_Contour labeling lines_:
begin

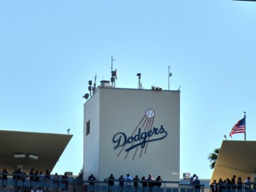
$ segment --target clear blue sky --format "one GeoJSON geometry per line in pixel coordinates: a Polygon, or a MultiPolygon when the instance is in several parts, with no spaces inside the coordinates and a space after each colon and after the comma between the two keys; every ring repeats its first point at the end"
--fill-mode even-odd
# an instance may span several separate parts
{"type": "Polygon", "coordinates": [[[171,90],[181,91],[181,177],[209,178],[208,154],[244,111],[255,139],[255,2],[1,0],[0,129],[70,128],[53,172],[77,174],[87,81],[110,80],[113,55],[117,87],[137,88],[141,73],[145,89],[167,90],[170,65],[171,90]]]}

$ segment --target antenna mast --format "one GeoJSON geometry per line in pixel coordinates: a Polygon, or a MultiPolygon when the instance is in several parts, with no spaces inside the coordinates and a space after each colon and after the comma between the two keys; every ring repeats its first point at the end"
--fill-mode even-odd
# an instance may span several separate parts
{"type": "Polygon", "coordinates": [[[114,82],[114,78],[113,75],[113,60],[114,61],[114,59],[113,59],[113,56],[111,55],[111,85],[113,85],[113,82],[114,82]]]}
{"type": "Polygon", "coordinates": [[[170,90],[170,77],[172,75],[171,73],[170,73],[170,65],[168,68],[168,90],[170,90]]]}

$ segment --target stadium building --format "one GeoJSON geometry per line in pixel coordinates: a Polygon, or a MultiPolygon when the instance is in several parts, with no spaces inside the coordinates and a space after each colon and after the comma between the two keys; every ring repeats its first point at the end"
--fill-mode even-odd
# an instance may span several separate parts
{"type": "Polygon", "coordinates": [[[102,85],[84,105],[84,180],[129,174],[179,181],[180,91],[102,85]]]}

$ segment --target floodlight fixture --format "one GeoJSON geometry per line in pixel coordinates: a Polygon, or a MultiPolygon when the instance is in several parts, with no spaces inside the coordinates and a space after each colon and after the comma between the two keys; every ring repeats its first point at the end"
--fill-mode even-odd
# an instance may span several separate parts
{"type": "Polygon", "coordinates": [[[32,154],[29,154],[29,155],[28,155],[28,158],[32,159],[35,159],[35,160],[38,159],[38,156],[32,155],[32,154]]]}
{"type": "Polygon", "coordinates": [[[25,158],[26,154],[15,154],[14,158],[25,158]]]}
{"type": "Polygon", "coordinates": [[[89,98],[89,93],[85,93],[85,95],[82,96],[82,97],[85,100],[87,100],[89,98]]]}

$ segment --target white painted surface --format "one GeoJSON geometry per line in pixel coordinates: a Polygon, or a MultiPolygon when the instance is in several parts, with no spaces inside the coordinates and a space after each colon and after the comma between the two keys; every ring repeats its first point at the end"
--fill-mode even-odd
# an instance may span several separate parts
{"type": "MultiPolygon", "coordinates": [[[[100,88],[85,104],[85,134],[88,119],[91,129],[87,137],[84,135],[85,180],[92,173],[100,181],[110,174],[118,179],[129,173],[139,178],[151,174],[154,178],[160,175],[164,181],[179,181],[180,92],[100,88]],[[122,147],[114,149],[113,137],[118,132],[134,137],[139,127],[142,132],[161,126],[168,134],[161,140],[139,146],[128,154],[125,149],[132,144],[122,151],[122,147]]],[[[160,135],[164,134],[149,139],[160,135]]]]}

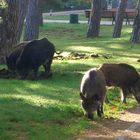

end

Turn all of the lines above into a numbered list, skipping the blank ones. Leave the pictures out of your answer.

_SOLVED PROBLEM_:
1. $ segment --target clear blue sky --format "one GeoJSON geometry per line in pixel coordinates: a Polygon, or a MultiPolygon when the instance is in several parts, with no spaces inside the coordinates and a space after each colon and after the comma between the two keys; every ring repeats its first point at the end"
2. --fill-mode even-odd
3. # an instance may span several separate parts
4. {"type": "Polygon", "coordinates": [[[171,90],[181,91],[181,177],[209,178],[208,154],[244,111],[255,139],[255,2],[1,0],[0,129],[70,128],[53,172],[77,174],[87,81],[110,80],[113,55],[117,87],[137,88],[141,73],[145,89],[167,90],[170,65],[171,90]]]}
5. $ segment --target antenna mast --format "one GeoJSON geometry per line in pixel coordinates: a Polygon, or a MultiPolygon when the instance is in several parts, with no spaces inside the coordinates and a space after each colon and after the comma between the two keys; every ring repeats its first point at the end"
6. --fill-mode even-odd
7. # an instance may span several separate parts
8. {"type": "Polygon", "coordinates": [[[114,82],[114,78],[113,75],[113,60],[114,61],[114,59],[113,59],[113,56],[111,55],[111,85],[113,85],[113,82],[114,82]]]}
9. {"type": "Polygon", "coordinates": [[[170,90],[170,77],[172,75],[171,73],[170,73],[170,65],[168,68],[168,90],[170,90]]]}
10. $ segment --target stadium building --format "one GeoJSON geometry per line in pixel coordinates: a Polygon, or a MultiPolygon when the instance is in several parts, with no spaces inside the coordinates and a space after each colon and after the comma between the two keys; every ring repeats its first point at the end"
11. --fill-mode even-odd
12. # an instance may span several separate parts
13. {"type": "Polygon", "coordinates": [[[102,85],[84,105],[84,180],[129,174],[179,181],[180,91],[102,85]]]}
14. $ segment --target floodlight fixture --format "one GeoJSON geometry per line in pixel coordinates: a Polygon, or a MultiPolygon when the instance is in several parts, with no spaces inside the coordinates and a space after each colon and after the comma between the two keys; every ring repeats its first point at the end"
15. --fill-mode even-odd
16. # an instance may span several separate parts
17. {"type": "Polygon", "coordinates": [[[32,154],[29,154],[29,155],[28,155],[28,158],[32,159],[35,159],[35,160],[38,159],[38,156],[32,155],[32,154]]]}
18. {"type": "Polygon", "coordinates": [[[25,158],[26,154],[15,154],[14,158],[25,158]]]}
19. {"type": "Polygon", "coordinates": [[[89,98],[89,93],[85,93],[85,95],[82,96],[82,97],[85,100],[87,100],[89,98]]]}
20. $ segment --target white painted surface --format "one GeoJSON geometry per line in pixel coordinates: a Polygon, or a MultiPolygon when the instance is in several parts, with no spaces inside the coordinates and a space after each colon and after the comma between the two keys; every ring repeats its first point at the end"
21. --fill-mode even-odd
22. # an instance may span several separate parts
23. {"type": "MultiPolygon", "coordinates": [[[[100,88],[85,104],[85,134],[88,119],[91,129],[87,137],[84,135],[85,180],[92,173],[100,181],[110,174],[118,179],[129,173],[139,178],[151,174],[154,178],[160,175],[164,181],[179,181],[180,92],[100,88]],[[122,147],[114,149],[113,137],[118,132],[134,137],[139,127],[142,132],[161,126],[168,134],[161,140],[139,146],[128,154],[125,149],[132,144],[122,151],[122,147]]],[[[160,135],[164,134],[149,139],[160,135]]]]}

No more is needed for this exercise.